Work to complete: In the listing below, find every line with the string "inflatable" and pull it out.
• • • • •
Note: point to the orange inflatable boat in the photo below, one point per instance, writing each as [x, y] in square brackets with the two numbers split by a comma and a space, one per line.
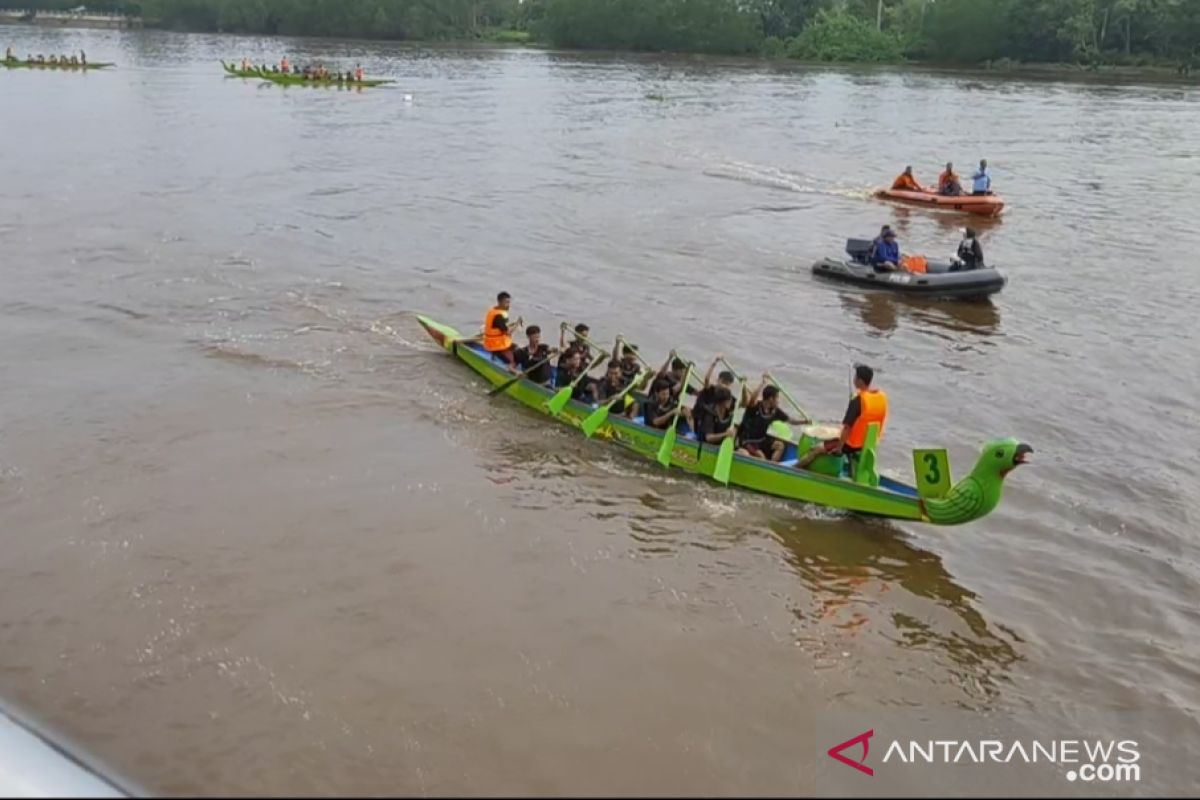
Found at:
[988, 205]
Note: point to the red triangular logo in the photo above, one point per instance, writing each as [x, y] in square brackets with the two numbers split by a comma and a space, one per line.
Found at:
[861, 764]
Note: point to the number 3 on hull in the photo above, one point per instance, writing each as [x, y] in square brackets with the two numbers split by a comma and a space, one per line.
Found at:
[933, 470]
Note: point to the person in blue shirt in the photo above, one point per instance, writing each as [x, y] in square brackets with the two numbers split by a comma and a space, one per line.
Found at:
[982, 179]
[886, 257]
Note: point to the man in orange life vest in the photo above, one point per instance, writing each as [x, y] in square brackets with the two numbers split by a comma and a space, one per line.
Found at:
[865, 407]
[497, 331]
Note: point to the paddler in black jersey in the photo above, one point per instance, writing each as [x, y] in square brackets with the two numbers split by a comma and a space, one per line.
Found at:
[762, 410]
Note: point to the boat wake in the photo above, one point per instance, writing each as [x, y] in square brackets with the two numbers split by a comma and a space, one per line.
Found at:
[780, 179]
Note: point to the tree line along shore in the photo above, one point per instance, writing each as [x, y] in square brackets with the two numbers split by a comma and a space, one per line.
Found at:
[997, 32]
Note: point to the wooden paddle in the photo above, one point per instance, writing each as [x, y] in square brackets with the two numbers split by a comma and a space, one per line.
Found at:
[789, 397]
[671, 434]
[725, 456]
[521, 374]
[598, 416]
[558, 402]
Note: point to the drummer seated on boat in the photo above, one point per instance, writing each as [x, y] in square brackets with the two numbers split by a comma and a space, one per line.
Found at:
[611, 385]
[948, 182]
[537, 355]
[761, 413]
[713, 421]
[868, 405]
[658, 408]
[675, 371]
[497, 334]
[907, 182]
[577, 343]
[725, 378]
[886, 253]
[570, 366]
[630, 367]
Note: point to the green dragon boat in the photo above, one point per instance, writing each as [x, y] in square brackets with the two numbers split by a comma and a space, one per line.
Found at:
[67, 67]
[241, 73]
[287, 79]
[934, 499]
[291, 79]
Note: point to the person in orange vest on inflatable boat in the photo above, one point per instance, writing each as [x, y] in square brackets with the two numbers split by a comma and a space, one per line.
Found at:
[907, 182]
[948, 182]
[868, 405]
[497, 331]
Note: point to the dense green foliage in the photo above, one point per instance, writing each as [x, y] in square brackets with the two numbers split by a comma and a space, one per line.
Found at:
[957, 31]
[841, 36]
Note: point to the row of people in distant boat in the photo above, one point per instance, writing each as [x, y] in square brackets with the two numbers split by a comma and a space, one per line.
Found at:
[948, 182]
[712, 411]
[312, 71]
[70, 60]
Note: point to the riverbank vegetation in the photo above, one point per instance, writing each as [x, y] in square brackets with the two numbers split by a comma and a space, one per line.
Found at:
[945, 31]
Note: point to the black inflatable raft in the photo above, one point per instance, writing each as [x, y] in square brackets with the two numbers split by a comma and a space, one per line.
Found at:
[942, 278]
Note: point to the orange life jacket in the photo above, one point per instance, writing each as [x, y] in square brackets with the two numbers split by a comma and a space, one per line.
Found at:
[496, 340]
[874, 408]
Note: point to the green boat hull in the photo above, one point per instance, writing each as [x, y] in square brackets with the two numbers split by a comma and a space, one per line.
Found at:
[288, 79]
[64, 67]
[891, 499]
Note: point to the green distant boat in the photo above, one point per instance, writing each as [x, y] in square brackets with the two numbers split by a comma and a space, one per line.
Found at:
[292, 79]
[933, 500]
[241, 73]
[67, 67]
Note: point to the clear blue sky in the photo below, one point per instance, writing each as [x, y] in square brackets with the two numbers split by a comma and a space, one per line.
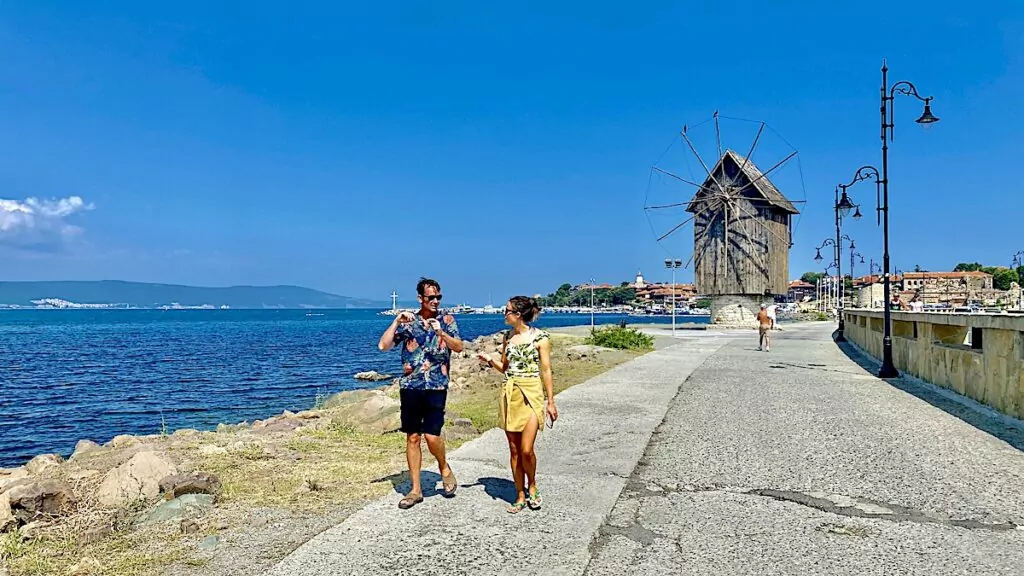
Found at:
[503, 150]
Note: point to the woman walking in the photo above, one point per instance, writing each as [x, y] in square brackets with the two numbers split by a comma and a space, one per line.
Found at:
[525, 362]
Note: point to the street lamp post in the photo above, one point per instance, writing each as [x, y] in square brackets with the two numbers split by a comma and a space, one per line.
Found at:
[1018, 262]
[674, 264]
[888, 369]
[592, 281]
[837, 250]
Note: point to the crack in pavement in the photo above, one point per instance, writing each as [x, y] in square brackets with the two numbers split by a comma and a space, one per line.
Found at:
[833, 503]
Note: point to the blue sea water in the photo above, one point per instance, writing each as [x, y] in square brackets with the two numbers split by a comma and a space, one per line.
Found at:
[68, 375]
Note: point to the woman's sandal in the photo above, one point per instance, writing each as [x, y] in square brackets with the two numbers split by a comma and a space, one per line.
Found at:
[534, 500]
[450, 483]
[410, 501]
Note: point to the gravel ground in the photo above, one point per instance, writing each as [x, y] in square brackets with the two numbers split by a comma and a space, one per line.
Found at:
[800, 461]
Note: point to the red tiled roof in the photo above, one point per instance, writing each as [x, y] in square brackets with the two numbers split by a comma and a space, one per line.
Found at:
[928, 275]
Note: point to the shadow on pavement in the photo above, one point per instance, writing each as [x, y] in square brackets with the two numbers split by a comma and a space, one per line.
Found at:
[1003, 427]
[497, 488]
[400, 483]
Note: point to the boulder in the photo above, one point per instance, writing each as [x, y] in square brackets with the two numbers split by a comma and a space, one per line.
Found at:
[367, 411]
[138, 478]
[95, 534]
[122, 441]
[7, 520]
[43, 463]
[84, 447]
[212, 450]
[344, 399]
[10, 476]
[187, 506]
[30, 498]
[372, 375]
[197, 483]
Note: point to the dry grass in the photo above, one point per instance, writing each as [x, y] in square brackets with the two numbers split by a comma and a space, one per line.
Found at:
[318, 469]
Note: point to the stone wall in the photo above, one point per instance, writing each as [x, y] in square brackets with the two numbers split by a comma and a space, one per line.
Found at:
[736, 311]
[978, 356]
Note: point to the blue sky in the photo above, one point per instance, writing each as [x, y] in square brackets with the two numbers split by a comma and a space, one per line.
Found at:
[503, 150]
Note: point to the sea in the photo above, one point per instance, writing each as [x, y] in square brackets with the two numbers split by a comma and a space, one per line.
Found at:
[73, 374]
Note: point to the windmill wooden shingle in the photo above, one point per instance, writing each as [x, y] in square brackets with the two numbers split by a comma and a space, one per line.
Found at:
[741, 232]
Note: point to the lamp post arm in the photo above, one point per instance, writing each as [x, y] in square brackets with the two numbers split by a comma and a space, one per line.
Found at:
[907, 89]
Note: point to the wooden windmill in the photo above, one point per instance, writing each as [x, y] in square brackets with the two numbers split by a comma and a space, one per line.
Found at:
[741, 232]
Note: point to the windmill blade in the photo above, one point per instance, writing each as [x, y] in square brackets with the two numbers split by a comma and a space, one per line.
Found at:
[754, 146]
[676, 228]
[694, 151]
[680, 178]
[718, 134]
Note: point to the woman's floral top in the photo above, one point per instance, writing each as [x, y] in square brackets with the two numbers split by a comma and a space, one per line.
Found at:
[524, 359]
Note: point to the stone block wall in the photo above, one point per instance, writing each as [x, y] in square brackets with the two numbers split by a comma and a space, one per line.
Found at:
[978, 356]
[735, 311]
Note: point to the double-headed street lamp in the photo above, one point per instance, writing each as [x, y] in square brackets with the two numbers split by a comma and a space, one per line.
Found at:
[838, 247]
[888, 369]
[674, 264]
[1018, 262]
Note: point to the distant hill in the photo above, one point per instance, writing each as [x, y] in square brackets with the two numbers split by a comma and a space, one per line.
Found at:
[140, 294]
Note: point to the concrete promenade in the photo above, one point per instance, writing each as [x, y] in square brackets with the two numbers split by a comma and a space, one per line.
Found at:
[709, 457]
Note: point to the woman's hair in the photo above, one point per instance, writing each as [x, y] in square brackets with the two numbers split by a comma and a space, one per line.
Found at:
[525, 306]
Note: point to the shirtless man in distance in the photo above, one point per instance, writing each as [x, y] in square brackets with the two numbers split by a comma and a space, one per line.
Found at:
[764, 329]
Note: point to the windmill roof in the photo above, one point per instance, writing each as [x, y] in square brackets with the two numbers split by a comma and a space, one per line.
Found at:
[761, 183]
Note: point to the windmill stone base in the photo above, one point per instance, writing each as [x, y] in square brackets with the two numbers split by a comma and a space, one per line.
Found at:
[735, 311]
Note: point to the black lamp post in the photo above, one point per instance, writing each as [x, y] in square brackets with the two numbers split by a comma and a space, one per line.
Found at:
[1018, 262]
[888, 369]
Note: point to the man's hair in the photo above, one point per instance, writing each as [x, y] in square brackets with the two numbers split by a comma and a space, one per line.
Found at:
[421, 286]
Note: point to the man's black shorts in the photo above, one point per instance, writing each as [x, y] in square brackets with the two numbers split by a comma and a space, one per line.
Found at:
[422, 411]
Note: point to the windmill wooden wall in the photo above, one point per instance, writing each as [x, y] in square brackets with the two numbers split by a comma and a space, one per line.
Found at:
[755, 259]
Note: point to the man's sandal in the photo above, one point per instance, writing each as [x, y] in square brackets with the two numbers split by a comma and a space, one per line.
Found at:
[534, 500]
[410, 501]
[450, 483]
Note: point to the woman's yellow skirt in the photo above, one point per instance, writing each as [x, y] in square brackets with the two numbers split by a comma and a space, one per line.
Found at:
[521, 398]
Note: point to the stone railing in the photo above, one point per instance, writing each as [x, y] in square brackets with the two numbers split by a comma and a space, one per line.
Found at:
[979, 356]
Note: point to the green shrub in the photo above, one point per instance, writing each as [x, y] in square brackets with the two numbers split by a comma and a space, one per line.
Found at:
[621, 338]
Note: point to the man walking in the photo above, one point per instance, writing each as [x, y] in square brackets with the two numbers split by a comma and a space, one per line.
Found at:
[764, 328]
[427, 342]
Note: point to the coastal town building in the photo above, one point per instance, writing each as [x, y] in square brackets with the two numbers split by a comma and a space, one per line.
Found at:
[800, 291]
[662, 293]
[947, 280]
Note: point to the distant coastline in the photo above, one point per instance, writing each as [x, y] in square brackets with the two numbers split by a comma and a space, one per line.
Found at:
[111, 294]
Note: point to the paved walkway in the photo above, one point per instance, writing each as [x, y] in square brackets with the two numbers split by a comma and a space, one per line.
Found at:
[709, 457]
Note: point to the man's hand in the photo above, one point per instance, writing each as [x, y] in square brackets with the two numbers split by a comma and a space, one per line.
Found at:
[552, 410]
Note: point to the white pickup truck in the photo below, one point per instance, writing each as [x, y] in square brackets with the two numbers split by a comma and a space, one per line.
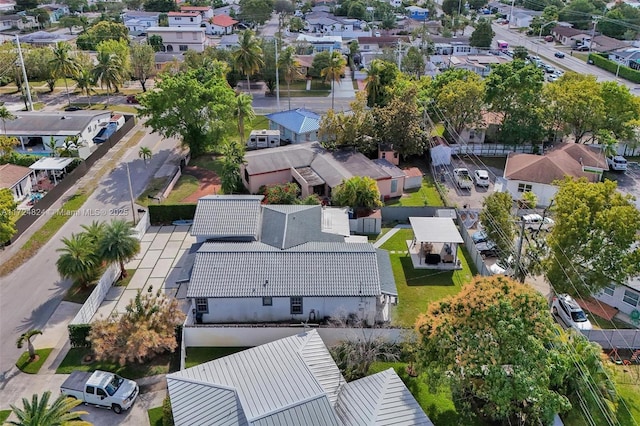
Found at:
[101, 389]
[462, 178]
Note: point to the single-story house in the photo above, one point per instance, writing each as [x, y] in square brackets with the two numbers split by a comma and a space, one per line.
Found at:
[295, 125]
[18, 179]
[34, 129]
[625, 298]
[316, 170]
[222, 25]
[285, 263]
[289, 381]
[537, 173]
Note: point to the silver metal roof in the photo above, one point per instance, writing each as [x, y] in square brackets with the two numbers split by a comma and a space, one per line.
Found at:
[380, 399]
[273, 384]
[225, 216]
[312, 269]
[435, 230]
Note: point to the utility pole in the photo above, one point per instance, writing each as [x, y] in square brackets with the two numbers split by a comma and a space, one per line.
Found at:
[24, 75]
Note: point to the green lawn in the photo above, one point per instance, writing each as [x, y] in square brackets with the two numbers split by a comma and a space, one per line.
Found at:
[155, 416]
[418, 287]
[74, 361]
[33, 367]
[427, 195]
[438, 405]
[200, 355]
• • • • •
Answer box:
Note: point to the orange inflatable boat in the photo below, one point per instance, writing each as [x, y] in square brackets with the two numbers split by a comma and a space, one per line.
Note: point to the person in orange vest on inflatable boat in the photo above, one point per instance, writing each as [x, y] in square brackets with the two numbers split by a comma and a space, one per line.
Note: point to the black inflatable raft in the photo above, one point per instance, writing each as [x, y] in square brackets with the two numbers split by a comma and a space, one per line.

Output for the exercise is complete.